JOB: Repeat the lines from the one containing "Could you kindly annotate the ear" through the last line, swapping "annotate" for "mark" and leaving everything else unchanged.

PROVIDED RECORDS:
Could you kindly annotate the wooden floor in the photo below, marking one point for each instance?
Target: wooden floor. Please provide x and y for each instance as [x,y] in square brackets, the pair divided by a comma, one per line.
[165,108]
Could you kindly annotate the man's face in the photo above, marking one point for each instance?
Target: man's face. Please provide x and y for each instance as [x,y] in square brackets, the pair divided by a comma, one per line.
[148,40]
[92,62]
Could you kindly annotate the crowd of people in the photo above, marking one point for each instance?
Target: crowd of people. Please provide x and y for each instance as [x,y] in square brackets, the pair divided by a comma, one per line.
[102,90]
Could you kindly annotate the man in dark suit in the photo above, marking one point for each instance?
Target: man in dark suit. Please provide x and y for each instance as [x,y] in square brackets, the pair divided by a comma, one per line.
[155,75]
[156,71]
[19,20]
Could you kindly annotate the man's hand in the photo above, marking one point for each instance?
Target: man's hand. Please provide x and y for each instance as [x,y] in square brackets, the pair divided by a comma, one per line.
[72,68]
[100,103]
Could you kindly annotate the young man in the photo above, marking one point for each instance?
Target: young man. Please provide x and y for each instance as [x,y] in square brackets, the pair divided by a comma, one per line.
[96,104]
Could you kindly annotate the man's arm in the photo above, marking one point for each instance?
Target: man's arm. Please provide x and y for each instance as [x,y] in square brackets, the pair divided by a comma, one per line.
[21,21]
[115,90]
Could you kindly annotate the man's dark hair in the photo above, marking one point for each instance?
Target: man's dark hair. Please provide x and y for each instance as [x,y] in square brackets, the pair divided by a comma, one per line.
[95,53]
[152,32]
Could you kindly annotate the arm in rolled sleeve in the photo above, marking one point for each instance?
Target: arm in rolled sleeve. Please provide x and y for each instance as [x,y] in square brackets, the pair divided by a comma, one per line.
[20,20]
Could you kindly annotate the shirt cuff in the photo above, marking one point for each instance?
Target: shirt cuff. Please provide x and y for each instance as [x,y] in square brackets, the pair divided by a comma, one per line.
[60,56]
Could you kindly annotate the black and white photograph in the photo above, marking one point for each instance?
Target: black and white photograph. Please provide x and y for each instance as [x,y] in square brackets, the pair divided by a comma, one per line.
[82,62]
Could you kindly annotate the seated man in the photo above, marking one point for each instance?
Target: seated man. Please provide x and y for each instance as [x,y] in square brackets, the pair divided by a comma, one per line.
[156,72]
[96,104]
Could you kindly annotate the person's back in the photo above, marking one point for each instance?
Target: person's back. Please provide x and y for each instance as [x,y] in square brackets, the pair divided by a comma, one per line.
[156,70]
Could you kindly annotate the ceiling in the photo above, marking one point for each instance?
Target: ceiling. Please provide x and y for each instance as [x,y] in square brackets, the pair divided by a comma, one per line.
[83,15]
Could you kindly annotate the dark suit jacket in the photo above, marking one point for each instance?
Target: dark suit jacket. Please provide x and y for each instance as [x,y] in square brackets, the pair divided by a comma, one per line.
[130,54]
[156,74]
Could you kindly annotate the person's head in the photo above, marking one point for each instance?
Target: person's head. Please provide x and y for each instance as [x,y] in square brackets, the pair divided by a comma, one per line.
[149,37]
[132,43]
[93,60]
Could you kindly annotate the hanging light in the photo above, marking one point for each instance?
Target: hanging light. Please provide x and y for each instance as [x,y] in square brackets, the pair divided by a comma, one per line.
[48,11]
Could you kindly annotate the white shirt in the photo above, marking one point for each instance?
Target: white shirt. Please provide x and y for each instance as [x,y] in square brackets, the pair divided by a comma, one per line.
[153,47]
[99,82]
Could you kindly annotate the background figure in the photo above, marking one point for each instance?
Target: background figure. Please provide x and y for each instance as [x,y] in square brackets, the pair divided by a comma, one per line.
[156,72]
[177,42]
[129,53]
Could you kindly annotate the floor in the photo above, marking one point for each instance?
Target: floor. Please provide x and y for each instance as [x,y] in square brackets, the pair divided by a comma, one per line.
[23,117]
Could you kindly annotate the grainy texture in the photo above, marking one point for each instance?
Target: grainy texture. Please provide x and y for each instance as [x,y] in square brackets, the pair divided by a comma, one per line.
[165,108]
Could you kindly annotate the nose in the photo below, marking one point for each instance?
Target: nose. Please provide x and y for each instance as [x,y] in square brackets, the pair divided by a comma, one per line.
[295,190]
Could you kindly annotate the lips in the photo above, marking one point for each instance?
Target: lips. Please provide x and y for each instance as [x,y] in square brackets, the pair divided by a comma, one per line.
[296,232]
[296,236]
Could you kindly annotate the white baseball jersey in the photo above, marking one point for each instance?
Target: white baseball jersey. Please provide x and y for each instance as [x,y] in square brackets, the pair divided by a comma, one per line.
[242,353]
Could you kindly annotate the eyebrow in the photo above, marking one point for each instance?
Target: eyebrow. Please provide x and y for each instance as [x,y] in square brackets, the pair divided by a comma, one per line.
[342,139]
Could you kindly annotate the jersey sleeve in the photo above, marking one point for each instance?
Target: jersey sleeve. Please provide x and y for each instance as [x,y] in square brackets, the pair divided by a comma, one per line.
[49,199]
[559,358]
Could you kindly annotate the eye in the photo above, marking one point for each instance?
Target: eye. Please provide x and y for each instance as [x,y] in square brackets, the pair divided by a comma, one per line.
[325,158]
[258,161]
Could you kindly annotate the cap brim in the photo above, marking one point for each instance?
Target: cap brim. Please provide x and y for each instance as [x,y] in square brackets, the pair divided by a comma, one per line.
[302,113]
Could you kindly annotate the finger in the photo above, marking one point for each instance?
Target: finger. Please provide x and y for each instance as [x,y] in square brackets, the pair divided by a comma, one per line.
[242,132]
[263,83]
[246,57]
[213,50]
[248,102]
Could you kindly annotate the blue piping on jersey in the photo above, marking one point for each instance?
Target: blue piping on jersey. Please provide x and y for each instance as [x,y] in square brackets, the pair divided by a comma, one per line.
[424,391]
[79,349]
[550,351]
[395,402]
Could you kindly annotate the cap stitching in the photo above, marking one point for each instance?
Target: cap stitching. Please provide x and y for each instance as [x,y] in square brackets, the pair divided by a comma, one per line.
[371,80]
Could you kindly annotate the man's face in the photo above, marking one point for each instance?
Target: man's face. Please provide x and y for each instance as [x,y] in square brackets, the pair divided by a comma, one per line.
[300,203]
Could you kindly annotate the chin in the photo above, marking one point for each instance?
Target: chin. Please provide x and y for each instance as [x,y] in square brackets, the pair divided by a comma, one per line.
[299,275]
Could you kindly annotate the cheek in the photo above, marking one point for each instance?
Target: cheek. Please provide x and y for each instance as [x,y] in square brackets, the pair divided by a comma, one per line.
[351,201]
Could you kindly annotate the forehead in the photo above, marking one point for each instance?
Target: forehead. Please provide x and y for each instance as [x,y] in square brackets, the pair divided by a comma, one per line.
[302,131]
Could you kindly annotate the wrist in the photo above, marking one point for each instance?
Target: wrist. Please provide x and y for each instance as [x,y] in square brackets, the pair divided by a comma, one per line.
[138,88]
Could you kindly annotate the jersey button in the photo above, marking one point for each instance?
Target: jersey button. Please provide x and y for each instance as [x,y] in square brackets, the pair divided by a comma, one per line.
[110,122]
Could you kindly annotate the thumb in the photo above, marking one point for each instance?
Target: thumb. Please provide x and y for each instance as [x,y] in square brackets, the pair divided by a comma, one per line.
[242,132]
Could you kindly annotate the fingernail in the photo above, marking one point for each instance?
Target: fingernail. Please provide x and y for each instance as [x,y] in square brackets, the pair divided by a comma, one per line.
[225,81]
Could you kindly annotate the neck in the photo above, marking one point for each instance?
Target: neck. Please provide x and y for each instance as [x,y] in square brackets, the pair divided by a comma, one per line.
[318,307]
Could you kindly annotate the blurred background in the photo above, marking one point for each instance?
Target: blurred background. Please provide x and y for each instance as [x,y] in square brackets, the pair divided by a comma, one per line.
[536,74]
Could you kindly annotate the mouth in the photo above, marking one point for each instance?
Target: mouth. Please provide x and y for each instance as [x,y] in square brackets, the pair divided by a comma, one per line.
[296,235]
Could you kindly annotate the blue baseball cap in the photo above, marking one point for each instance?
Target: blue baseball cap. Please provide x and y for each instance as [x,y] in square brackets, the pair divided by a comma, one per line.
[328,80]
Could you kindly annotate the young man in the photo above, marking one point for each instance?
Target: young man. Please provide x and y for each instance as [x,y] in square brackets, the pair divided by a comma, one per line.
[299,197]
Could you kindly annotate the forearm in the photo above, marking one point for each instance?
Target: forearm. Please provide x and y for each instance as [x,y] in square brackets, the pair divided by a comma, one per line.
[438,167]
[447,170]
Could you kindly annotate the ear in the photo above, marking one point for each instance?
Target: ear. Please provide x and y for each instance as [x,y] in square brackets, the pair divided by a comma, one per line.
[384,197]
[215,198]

COMPLETE ANSWER:
Could you kindly mark the ear in the photo above, marking one point for each instance?
Target: ear. Please provide x and y for each instance as [x,y] in square brackets, the pair divided by a comma, one per line.
[384,197]
[215,198]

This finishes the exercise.